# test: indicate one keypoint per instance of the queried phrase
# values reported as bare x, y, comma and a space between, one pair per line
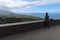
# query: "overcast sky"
30, 6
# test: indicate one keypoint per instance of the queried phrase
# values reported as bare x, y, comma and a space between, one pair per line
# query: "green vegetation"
17, 18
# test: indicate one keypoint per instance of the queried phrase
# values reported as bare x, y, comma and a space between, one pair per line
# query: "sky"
30, 6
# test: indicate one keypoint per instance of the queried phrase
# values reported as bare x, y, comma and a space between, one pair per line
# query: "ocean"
51, 15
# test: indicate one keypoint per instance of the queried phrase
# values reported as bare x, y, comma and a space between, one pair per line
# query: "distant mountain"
5, 12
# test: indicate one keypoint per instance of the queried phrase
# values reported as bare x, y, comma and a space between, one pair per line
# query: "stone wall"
9, 30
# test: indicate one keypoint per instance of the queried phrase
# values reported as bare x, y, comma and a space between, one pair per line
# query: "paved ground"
52, 33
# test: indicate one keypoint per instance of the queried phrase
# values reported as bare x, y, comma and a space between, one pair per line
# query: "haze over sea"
51, 15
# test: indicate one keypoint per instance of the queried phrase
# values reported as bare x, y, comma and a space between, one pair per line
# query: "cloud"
26, 4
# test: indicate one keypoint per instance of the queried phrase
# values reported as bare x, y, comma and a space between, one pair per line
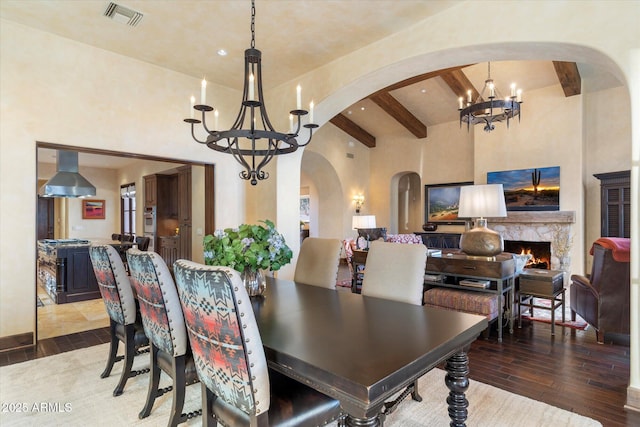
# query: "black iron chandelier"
252, 140
496, 109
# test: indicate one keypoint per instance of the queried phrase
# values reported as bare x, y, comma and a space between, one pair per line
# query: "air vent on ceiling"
123, 14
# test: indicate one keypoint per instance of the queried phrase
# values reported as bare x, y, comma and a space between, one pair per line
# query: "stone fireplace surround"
540, 226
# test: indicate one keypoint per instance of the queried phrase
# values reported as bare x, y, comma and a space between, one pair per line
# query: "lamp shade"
486, 200
363, 221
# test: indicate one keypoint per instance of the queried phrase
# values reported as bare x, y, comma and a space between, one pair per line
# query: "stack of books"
474, 283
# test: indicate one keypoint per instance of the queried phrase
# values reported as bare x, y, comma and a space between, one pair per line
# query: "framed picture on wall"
441, 202
536, 189
93, 209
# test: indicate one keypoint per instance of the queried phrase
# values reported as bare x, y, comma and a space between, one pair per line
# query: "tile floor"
63, 319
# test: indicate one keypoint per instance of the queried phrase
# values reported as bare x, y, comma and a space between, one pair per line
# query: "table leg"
511, 303
457, 380
362, 422
553, 316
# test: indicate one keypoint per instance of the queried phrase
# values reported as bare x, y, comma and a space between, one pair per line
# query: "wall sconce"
359, 201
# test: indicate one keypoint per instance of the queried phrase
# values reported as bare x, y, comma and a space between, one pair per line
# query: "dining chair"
237, 386
124, 321
143, 242
318, 262
395, 271
163, 323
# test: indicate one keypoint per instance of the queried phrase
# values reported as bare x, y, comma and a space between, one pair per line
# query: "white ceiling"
295, 36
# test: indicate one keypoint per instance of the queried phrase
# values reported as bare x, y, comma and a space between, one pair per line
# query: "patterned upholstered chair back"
114, 284
159, 303
224, 335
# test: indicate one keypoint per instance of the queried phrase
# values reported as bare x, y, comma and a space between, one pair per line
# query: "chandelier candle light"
252, 140
496, 109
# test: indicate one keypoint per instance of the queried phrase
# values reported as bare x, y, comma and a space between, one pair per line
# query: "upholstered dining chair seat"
124, 319
395, 271
237, 386
165, 362
164, 324
318, 262
295, 406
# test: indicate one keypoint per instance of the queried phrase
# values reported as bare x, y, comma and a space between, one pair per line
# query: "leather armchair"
602, 299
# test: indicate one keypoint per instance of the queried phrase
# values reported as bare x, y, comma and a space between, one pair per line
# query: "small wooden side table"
543, 284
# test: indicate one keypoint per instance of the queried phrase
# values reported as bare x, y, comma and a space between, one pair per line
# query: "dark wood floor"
570, 371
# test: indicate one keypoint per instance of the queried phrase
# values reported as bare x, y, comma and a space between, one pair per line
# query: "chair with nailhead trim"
237, 386
124, 321
163, 323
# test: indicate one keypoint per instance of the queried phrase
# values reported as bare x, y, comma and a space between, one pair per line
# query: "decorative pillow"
521, 261
404, 238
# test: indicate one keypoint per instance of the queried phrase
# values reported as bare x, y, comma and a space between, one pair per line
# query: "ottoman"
469, 302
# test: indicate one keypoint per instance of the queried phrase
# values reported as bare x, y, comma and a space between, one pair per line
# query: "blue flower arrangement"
255, 247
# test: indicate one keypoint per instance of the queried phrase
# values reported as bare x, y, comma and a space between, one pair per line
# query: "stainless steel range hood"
67, 182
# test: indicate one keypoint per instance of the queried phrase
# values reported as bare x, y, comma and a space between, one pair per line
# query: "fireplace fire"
540, 251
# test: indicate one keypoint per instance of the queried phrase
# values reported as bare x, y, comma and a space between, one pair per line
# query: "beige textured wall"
92, 98
549, 134
607, 148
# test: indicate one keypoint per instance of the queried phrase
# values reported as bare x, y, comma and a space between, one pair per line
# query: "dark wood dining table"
363, 350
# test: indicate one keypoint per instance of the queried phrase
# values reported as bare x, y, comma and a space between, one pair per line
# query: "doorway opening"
62, 319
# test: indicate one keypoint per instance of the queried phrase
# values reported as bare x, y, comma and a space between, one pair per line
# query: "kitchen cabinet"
65, 270
615, 204
150, 190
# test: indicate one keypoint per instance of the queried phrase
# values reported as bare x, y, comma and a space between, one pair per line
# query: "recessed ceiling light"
122, 14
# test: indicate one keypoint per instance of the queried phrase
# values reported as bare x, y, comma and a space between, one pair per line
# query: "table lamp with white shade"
363, 222
482, 202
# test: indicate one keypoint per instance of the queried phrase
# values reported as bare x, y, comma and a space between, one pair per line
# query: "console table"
451, 268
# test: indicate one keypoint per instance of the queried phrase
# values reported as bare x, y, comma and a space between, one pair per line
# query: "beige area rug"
66, 390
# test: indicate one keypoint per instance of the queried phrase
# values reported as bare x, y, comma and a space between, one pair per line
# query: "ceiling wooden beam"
416, 79
460, 84
396, 110
569, 77
349, 127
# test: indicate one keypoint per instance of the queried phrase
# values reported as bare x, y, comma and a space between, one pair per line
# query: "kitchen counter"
65, 270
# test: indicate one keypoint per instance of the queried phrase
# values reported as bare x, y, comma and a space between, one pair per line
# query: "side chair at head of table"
395, 271
318, 262
164, 324
237, 386
125, 324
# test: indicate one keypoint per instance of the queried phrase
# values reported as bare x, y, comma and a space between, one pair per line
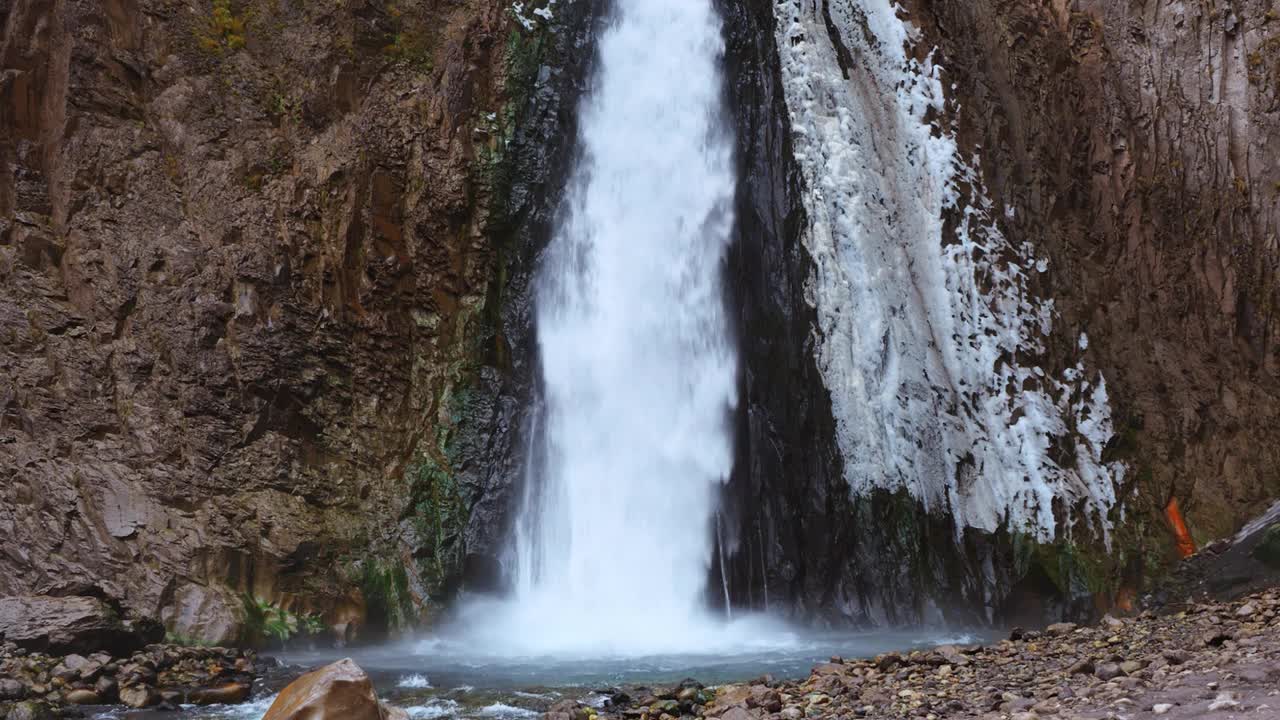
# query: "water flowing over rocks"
156, 675
252, 274
1203, 660
266, 301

■ ■ ■ ■ ■ ■ ■

_WHAT THIS TASK INVOLVES_. The required output is each record above, reproduced exactly, without its pictures.

_SOLUTION TO THIS TASK_.
# test: indicate one keypoint per instance of the queried phrase
# values reported as bare x, y, comma and a space between, one pair per line
# query: "overcast sky"
30, 6
# test: indicate one keypoint per instance of the queried phrase
# values reported as bare x, y, comma and a space between, one pair per line
# query: "green vegetation"
17, 18
# test: indicate one keypoint per instance of the queried phrase
# values reported as bare x, y, comma and a space between, one pair per line
# query: "sky"
30, 6
# test: indicate one keypoint per instance of the queried phrase
# values reported as bare x, y, comma and a space between, one pair per line
# query: "ocean"
51, 15
# test: indicate one keypoint per instance of the queried phrase
# values reported as bare x, y, comma and a space between, one pair per line
# query: "distant mountain"
5, 12
# test: indicate one keypoint per instance of the queried phrase
# values reported as bare x, y, comma and a space between, one pair per line
# query: "stone wall"
9, 30
# test: indicate one keypoint per instance of the queried phrase
# values reported as bare x, y, comma and a space between, one pair per line
# query: "paved ground"
52, 33
# test: indicate one keypoint per instance of the queried phrase
# values reported as bare x, y, comma and a space between, one pair per line
# query: "haze over sea"
51, 15
# test: indicate one keypoint per instance of the queried phrase
# values reported as bare x, y, comma and a space between, one pair per line
# query: "cloud"
26, 4
# test: indicate one keypoint per instance of the queried phrase
# values reported as bare x, y, comma and a space between, one pair per line
# query: "black iron chandelier"
252, 140
496, 109
# test: indicate one keypoint per instance of the queried phrase
# values reported as bare x, y, comma and a space between, one pair per line
# query: "air vent on ceiling"
123, 14
# test: indicate one keypoint per instance of the queried phrase
# values reported as bare x, y, comma and a space between, one pair per line
# query: "stone fireplace surround"
540, 226
# test: indicate one keypoint per instance of the queried phrase
# values reported as bare x, y, comma and a space between, one pair per line
# query: "lamp shade"
486, 200
363, 221
# test: indicate one keypoint per instance of the queried phrase
# values reported as bare x, y, comma and a space between, one pair per line
# query: "stack of books"
474, 283
# test: indicate one keypoint per instance of the queried phrase
# values reported as bare x, y, comma and a space between, one pair per line
# query: "framed picture on wall"
441, 202
536, 189
93, 209
# test: indicate one keypoint per instance of the queried phrase
# values reported as bare x, y, comma and a space between, one pair per line
# query: "tile floor"
63, 319
# test: indicate one keypoint per instance of the queried phrase
# values reported as bare x, y, comma and a space between, one pair per line
# query: "table leg"
511, 303
457, 380
362, 422
553, 316
# test: indicate one keypoint per instance of the queried phrase
# values reported as bare x, y, comma and a space between, one pair per line
# query: "wall sconce"
359, 201
# test: indicate one keypoint per instance of the queried phrase
# values reported as bare x, y, comma and a space between, one pair per line
# query: "dining chair"
237, 386
124, 321
143, 242
318, 262
395, 271
163, 323
# test: indicate one keypoint per instance of the queried phrase
# values reported as bare x, y, comma and a space between, one pair per line
# query: "white ceiling"
295, 36
# test: indicate one keypoint per instance of the queried phrase
# values reported as bare x, y, comma and a space between, one pair per line
# query: "patterned upholstered chair back"
114, 284
159, 303
224, 335
# test: indicate one keypoint per instance of the queried phrase
# values reported as bare x, y, comma and a space between, one pair per line
# query: "chandelier candle light"
252, 140
496, 109
# test: indicate one keypoint per instance of the queried phrase
# values reported as bare x, y, comma and a space between, one pair per line
# query: "upholstered dining chair seat"
124, 319
395, 271
237, 386
165, 362
164, 324
318, 262
295, 406
# test: indicate one keypoint per instance of the queried phrase
# values reported as bare x, y, comma and a space between, one pair per line
# query: "leather armchair"
602, 299
# test: indicate one keypoint per instance of the queried phrase
# values reported as bare x, y, comma and a space between, one pair per line
# query: "small wooden side table"
543, 284
# test: indicate one keypoint per instance of the queried phrase
# values reported as bare x, y, comma and a space between, one pair per line
# query: "dark wood floor"
570, 371
# test: indicate one keypoint per instance of the queried phrase
# values reported as bare x, y, comma and a space between, one pair per line
# query: "chair with nailhead trim"
237, 386
124, 321
163, 323
# test: indicate one keypoint per instance of the queried phrase
# values reported as bare x, y, comma and a space between, one pair per line
# query: "decorative pillow"
521, 261
404, 238
# test: indicate one keypoint per instance of the queried phrase
# values reported as bare x, y, comma and a space between, one pair per line
# query: "ottoman"
469, 302
# test: indicate one keypoint per instance of the queried phrase
# values reported as bare x, y, comma and a space between, one pair per line
# query: "blue flower arrangement"
255, 247
# test: indicate one keypoint per instance of the queried phrase
# values reported as bare x, y, comma and a space between, one pair per line
# query: "stainless steel range hood"
67, 182
# test: indicate one keypoint per instance of the queried phrase
# values reported as bare x, y, comma and a space between, one pair per line
# query: "fireplace fire"
540, 251
# test: indicate one keypoint per instance of the queried phrase
# values reported as bare x, y, comma and a space between, one pair per line
# query: "beige textured wall"
92, 98
549, 134
607, 148
# test: indicate one keypoint per instance of the queried phrase
# values reported as bare x, y, comma and a space between, one pair per line
# query: "dark wood dining table"
363, 350
# test: indicate one keypoint per instance of the queried phrase
# values reported as bare x, y, comma and a space between, one pair per line
# query: "doorway opening"
62, 319
# test: indicate one keypoint per instance of the queried phrase
# values reported as bare x, y, comma and a space between, one pair per line
# query: "kitchen cabinet"
65, 270
615, 204
150, 190
# test: indicate one keypoint per instance of the queried phrase
# values reported as bare x, y, comma and a space between, one pair per line
# query: "recessed ceiling light"
122, 14
# test: indicate one keypoint per instance of the queried phrase
# values reported as bare x, y, comma and a space between, one pair per line
# query: "table lamp with white shade"
363, 222
482, 202
# test: indicate one keypoint per instance of the queried phrase
# values reported as bare x, y, comma and a space between, one pair per line
# query: "console table"
451, 268
# test: indicate one keypoint per instance of the queried phrase
# values reported as bare x, y, comma and a space between, one pair per line
# query: "beige area rug"
66, 390
# test: indicate one keypoint per instance of the queried phrase
# values reported as bare x, y, comma and a space between, one pair per line
# query: "ceiling wooden beam"
416, 79
460, 84
396, 110
569, 77
349, 127
# test: indicate one keypoint per instance of the queried phrase
# values reported as bare x, y, comma and a space between, one pair per line
# query: "kitchen counter"
65, 270
# test: indicate one keypoint per instance of the queried phrase
# values reported as bare x, y, comma and a space between, one pair per line
# query: "side chair at head of table"
395, 271
318, 262
164, 324
237, 386
125, 324
# test: indicate one keypoint per instance of the queried phrase
# values reported as bare x, y, comma and a space between, one pair per line
# query: "water flowing over rocks"
156, 675
252, 274
1203, 660
266, 301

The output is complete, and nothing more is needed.